**TASK DIRECTIONS**
Copy the lines of every record below word for word, keeping each line as it stands.

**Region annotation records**
--*--

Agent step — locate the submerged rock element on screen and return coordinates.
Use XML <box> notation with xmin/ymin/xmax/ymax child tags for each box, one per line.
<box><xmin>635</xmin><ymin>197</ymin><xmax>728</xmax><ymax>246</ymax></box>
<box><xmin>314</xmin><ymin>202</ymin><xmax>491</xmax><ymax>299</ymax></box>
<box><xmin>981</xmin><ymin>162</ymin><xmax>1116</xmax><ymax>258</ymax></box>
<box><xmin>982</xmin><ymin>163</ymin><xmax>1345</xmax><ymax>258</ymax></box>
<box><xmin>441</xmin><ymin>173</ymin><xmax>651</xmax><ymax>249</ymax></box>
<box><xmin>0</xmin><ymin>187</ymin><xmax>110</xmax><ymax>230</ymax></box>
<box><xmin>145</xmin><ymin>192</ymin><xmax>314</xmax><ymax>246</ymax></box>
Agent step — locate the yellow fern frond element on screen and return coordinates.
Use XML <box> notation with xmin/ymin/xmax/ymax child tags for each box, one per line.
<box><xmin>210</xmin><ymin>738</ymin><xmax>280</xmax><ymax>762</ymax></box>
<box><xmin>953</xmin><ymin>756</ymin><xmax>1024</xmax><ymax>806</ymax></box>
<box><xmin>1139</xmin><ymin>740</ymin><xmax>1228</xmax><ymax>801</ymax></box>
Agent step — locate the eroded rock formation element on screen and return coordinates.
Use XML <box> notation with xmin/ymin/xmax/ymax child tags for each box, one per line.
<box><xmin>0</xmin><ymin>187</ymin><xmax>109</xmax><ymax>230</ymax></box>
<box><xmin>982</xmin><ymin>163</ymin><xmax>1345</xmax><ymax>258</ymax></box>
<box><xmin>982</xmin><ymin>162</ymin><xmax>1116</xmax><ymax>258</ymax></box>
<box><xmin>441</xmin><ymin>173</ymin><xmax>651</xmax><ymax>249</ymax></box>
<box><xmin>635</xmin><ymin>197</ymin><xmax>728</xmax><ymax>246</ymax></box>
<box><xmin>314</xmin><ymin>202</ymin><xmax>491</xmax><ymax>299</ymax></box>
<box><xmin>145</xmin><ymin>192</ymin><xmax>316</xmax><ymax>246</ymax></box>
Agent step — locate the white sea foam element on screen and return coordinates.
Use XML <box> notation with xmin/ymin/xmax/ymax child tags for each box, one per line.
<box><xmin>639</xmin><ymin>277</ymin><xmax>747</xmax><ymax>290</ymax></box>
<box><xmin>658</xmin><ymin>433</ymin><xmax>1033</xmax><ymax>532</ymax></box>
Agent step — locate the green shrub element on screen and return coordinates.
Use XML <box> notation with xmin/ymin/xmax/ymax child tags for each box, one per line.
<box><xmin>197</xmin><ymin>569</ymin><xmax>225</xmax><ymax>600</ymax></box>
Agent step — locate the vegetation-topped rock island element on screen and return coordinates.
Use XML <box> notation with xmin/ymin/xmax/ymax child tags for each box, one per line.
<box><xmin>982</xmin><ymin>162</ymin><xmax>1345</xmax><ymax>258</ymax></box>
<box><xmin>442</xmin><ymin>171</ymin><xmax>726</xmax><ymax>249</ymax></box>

--*--

**ANSWER TO THE PROBLEM**
Agent step — locate the submerged rock element on screen and return coordinates.
Use XML <box> notation with xmin/ymin/xmax/ymax child tags for each box, one per line.
<box><xmin>635</xmin><ymin>197</ymin><xmax>728</xmax><ymax>246</ymax></box>
<box><xmin>314</xmin><ymin>202</ymin><xmax>491</xmax><ymax>299</ymax></box>
<box><xmin>981</xmin><ymin>162</ymin><xmax>1116</xmax><ymax>258</ymax></box>
<box><xmin>982</xmin><ymin>163</ymin><xmax>1345</xmax><ymax>258</ymax></box>
<box><xmin>441</xmin><ymin>173</ymin><xmax>651</xmax><ymax>249</ymax></box>
<box><xmin>0</xmin><ymin>187</ymin><xmax>110</xmax><ymax>230</ymax></box>
<box><xmin>145</xmin><ymin>192</ymin><xmax>314</xmax><ymax>246</ymax></box>
Agent step — locate the yellow fern frond element on screen and return coordinates.
Use XML <box> notation with xmin/ymin/xmax/ymax child tags for each box, one per line.
<box><xmin>210</xmin><ymin>738</ymin><xmax>280</xmax><ymax>762</ymax></box>
<box><xmin>953</xmin><ymin>756</ymin><xmax>1024</xmax><ymax>806</ymax></box>
<box><xmin>1139</xmin><ymin>740</ymin><xmax>1228</xmax><ymax>801</ymax></box>
Agent step — locate the eroded rock formation element on screen and return coordinates.
Use XML <box> notation with xmin/ymin/xmax/ymax child tags for each box, one per line.
<box><xmin>0</xmin><ymin>187</ymin><xmax>109</xmax><ymax>230</ymax></box>
<box><xmin>982</xmin><ymin>163</ymin><xmax>1345</xmax><ymax>258</ymax></box>
<box><xmin>982</xmin><ymin>162</ymin><xmax>1116</xmax><ymax>258</ymax></box>
<box><xmin>441</xmin><ymin>173</ymin><xmax>651</xmax><ymax>249</ymax></box>
<box><xmin>635</xmin><ymin>197</ymin><xmax>728</xmax><ymax>246</ymax></box>
<box><xmin>314</xmin><ymin>202</ymin><xmax>491</xmax><ymax>299</ymax></box>
<box><xmin>145</xmin><ymin>192</ymin><xmax>316</xmax><ymax>246</ymax></box>
Agent step — locate the white sea foam element on screen and return coordinates.
Use XML <box> notation with xmin/ymin/xmax/ymax child tags for each box, one per line.
<box><xmin>639</xmin><ymin>277</ymin><xmax>747</xmax><ymax>290</ymax></box>
<box><xmin>658</xmin><ymin>433</ymin><xmax>1033</xmax><ymax>532</ymax></box>
Agent step — locate the green shrub element on screen and return coordinates.
Use XML <box> notation with xmin/ymin/xmax/ymax child tags for each box, one per line.
<box><xmin>197</xmin><ymin>569</ymin><xmax>225</xmax><ymax>600</ymax></box>
Agent step — locate the vegetation-topped rock island element on screen and return coordinates.
Use XML <box> notation with xmin/ymin/xmax/ymax child tags for each box, one per line.
<box><xmin>982</xmin><ymin>162</ymin><xmax>1345</xmax><ymax>258</ymax></box>
<box><xmin>442</xmin><ymin>171</ymin><xmax>726</xmax><ymax>249</ymax></box>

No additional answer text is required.